TO BE DONE
Exactly repeat the full listing that follows.

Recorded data

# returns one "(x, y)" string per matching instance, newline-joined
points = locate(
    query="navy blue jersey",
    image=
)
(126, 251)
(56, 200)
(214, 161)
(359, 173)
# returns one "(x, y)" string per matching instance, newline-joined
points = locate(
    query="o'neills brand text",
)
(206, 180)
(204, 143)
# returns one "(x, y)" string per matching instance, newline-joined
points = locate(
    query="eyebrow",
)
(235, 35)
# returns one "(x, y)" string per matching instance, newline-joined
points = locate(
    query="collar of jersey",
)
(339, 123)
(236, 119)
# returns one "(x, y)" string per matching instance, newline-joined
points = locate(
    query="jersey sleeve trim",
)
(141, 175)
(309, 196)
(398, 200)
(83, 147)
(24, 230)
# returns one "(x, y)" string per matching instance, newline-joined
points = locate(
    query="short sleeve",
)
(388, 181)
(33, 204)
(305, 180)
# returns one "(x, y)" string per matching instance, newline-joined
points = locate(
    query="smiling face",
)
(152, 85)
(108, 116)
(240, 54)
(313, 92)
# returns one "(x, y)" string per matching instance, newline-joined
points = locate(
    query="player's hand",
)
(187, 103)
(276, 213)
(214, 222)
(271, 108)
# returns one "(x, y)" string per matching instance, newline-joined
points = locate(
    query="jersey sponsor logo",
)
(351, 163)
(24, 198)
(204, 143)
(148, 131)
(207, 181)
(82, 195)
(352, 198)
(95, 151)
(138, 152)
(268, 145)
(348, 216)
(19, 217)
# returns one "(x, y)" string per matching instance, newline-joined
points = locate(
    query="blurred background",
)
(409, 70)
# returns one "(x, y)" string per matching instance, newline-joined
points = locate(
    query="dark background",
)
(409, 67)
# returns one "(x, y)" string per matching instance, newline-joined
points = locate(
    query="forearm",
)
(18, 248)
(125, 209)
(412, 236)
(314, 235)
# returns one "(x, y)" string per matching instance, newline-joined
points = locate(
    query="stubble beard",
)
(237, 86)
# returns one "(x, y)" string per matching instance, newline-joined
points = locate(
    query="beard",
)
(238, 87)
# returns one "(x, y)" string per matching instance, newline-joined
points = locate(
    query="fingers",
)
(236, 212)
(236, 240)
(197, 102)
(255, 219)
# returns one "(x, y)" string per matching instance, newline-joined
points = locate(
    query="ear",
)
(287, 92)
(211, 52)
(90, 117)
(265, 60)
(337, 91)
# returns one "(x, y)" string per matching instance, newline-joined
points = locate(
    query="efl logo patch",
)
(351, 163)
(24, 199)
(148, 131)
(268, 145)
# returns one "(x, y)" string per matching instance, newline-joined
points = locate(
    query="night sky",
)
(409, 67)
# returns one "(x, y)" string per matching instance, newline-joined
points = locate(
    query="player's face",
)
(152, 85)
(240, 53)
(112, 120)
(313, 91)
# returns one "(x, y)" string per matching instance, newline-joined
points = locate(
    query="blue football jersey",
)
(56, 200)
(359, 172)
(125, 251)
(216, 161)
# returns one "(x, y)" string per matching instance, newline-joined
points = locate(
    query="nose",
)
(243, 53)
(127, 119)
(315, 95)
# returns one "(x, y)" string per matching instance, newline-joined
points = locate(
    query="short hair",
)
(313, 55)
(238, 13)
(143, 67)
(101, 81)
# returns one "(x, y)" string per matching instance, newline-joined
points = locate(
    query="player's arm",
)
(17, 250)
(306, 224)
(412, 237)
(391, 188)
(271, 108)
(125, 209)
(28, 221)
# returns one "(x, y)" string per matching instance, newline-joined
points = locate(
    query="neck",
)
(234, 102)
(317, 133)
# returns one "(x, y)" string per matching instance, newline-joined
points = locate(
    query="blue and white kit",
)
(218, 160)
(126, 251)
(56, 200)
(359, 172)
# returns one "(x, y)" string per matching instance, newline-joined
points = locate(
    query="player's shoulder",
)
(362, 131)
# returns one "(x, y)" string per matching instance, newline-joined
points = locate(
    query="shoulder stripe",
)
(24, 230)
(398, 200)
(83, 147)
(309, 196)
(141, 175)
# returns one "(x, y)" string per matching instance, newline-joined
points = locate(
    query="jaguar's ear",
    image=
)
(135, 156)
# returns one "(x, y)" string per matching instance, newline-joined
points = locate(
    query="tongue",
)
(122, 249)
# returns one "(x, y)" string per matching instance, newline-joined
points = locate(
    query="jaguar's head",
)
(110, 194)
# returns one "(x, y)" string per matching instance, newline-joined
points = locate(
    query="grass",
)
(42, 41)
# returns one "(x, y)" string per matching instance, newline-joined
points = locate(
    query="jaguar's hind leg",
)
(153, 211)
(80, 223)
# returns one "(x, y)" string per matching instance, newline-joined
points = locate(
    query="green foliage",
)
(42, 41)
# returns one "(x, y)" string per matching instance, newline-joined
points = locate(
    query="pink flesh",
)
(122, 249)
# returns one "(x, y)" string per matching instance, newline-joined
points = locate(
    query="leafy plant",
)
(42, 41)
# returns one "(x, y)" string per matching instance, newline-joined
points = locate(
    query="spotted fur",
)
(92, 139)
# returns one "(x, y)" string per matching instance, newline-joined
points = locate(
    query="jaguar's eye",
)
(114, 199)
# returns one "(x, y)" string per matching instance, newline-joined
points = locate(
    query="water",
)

WORKED SOLUTION
# returns one "(x, y)" string per matching instance, newline-joined
points = locate(
    query="navy blue jersey",
    image=
)
(126, 251)
(56, 200)
(214, 161)
(359, 173)
# returns one "(x, y)" string per matching instance, newline-joined
points = locate(
    query="o'neills brand text",
)
(206, 180)
(204, 143)
# returns one "(x, y)" string per matching instance, newline-joined
points = locate(
    query="eyebrow",
)
(235, 35)
# returns one "(x, y)" string per matching instance, newline-joined
points = locate(
    query="collar of jersey",
)
(339, 123)
(236, 119)
# returns one "(x, y)" string per matching instance, newline-joined
points = locate(
    query="jersey sleeve trim",
)
(141, 175)
(309, 196)
(398, 200)
(83, 147)
(24, 230)
# returns one "(x, y)" string per matching instance, newline-joined
points = locate(
    query="short sleeve",
)
(388, 181)
(33, 204)
(305, 180)
# returns one "(x, y)" string per matching instance, newline-joined
points = locate(
    query="smiling face",
)
(152, 85)
(108, 116)
(240, 54)
(313, 92)
# returns one "(x, y)" string per matching instance, newline-joined
points = locate(
    query="player's hand",
)
(187, 103)
(276, 213)
(214, 222)
(271, 108)
# returns one "(x, y)" string per matching instance, newline-joined
points = locate(
    query="jersey sponsor logo",
)
(351, 163)
(24, 198)
(204, 143)
(148, 131)
(207, 181)
(82, 195)
(352, 198)
(95, 151)
(138, 152)
(268, 145)
(348, 216)
(19, 217)
# returns one "(x, y)" string per matching instance, newline-joined
points = locate(
    query="blurred background",
)
(409, 70)
# returns one "(x, y)" string per matching instance, newline-joined
points = locate(
    query="dark background",
)
(409, 67)
# returns one "(x, y)" string per matching instance, newline-joined
points = locate(
    query="forearm",
)
(18, 248)
(125, 209)
(412, 236)
(314, 235)
# returns one "(x, y)" string per matching instance, newline-joined
points = locate(
    query="stubble beard",
)
(237, 86)
# returns one "(x, y)" string per matching instance, newline-joined
points = locate(
    query="beard",
)
(238, 87)
# returns one "(x, y)" string per matching instance, newline-joined
points = locate(
    query="fingers",
)
(236, 212)
(236, 240)
(197, 102)
(255, 219)
# returns one "(x, y)" string per matching instance, newline-joined
points = locate(
    query="ear",
)
(287, 92)
(211, 52)
(90, 117)
(265, 60)
(337, 91)
# returns one "(x, y)" string per matching instance, newline-joined
points = locate(
    query="efl logo patch",
)
(351, 163)
(24, 199)
(148, 131)
(268, 145)
# returns one "(x, y)" string per matching instance, newline-joined
points = locate(
    query="night sky",
)
(409, 67)
# returns one "(x, y)" string per matching instance, newline-joined
points = locate(
    query="player's face",
)
(152, 85)
(240, 53)
(112, 120)
(313, 91)
# returns one "(x, y)" string per matching instance, newline-joined
points = locate(
    query="blue football jersey",
)
(56, 200)
(359, 172)
(125, 251)
(216, 161)
# returns one "(x, y)" string per matching instance, newline-joined
points = locate(
    query="nose",
)
(243, 53)
(127, 119)
(315, 95)
# returns one "(x, y)" string per matching instance, newline-joined
points = locate(
    query="short hair",
)
(313, 55)
(238, 13)
(143, 67)
(101, 81)
# returns one "(x, y)" string per matching instance, newline-joined
points = locate(
    query="player's arm",
)
(17, 250)
(306, 224)
(412, 237)
(391, 188)
(271, 108)
(125, 209)
(28, 221)
# returns one "(x, y)" string per matching instance, newline-joined
points = locate(
    query="neck",
)
(234, 102)
(317, 133)
# returns one "(x, y)" string per matching instance, newline-joined
points = locate(
    query="blue and white kit",
)
(218, 160)
(126, 251)
(56, 200)
(359, 172)
# returns one "(x, y)" string per matching instance, newline-joined
points = locate(
    query="player's shoulder",
)
(362, 131)
# returns one "(x, y)" string per matching instance, newline-joined
points = locate(
    query="shoulder stripe",
)
(24, 230)
(398, 200)
(83, 147)
(309, 196)
(141, 175)
# returns one "(x, y)" string per matching instance, newline-joined
points = locate(
    query="jaguar's ear",
    image=
)
(135, 156)
# returns one "(x, y)" string per matching instance, newline-joined
points = locate(
    query="tongue",
)
(122, 249)
# returns one "(x, y)" string per matching instance, newline-joined
points = locate(
    query="jaguar's head",
)
(110, 194)
# returns one "(x, y)" string per matching instance, newline-joined
points = locate(
    query="grass",
)
(42, 41)
# returns one "(x, y)" string per matching instance, newline-joined
points = locate(
    query="jaguar's hind leg",
)
(153, 211)
(80, 223)
# returns one "(x, y)" string per matching instance, newline-joined
points = locate(
    query="green foliage",
)
(42, 41)
# returns one "(x, y)" string per matching instance, newline-joined
points = locate(
    query="pink flesh",
)
(122, 249)
# returns one "(x, y)" string per matching instance, newline-joined
points = locate(
    query="leafy plant",
)
(42, 41)
# returns one "(x, y)" string per matching instance, newline-joined
points = locate(
    query="spotted fur",
)
(92, 139)
# returns one "(x, y)" string per matching instance, newline-joined
points = locate(
    query="jaguar's eye",
)
(114, 199)
# returns one "(x, y)" string per matching instance, newline-joined
points = locate(
    query="water",
)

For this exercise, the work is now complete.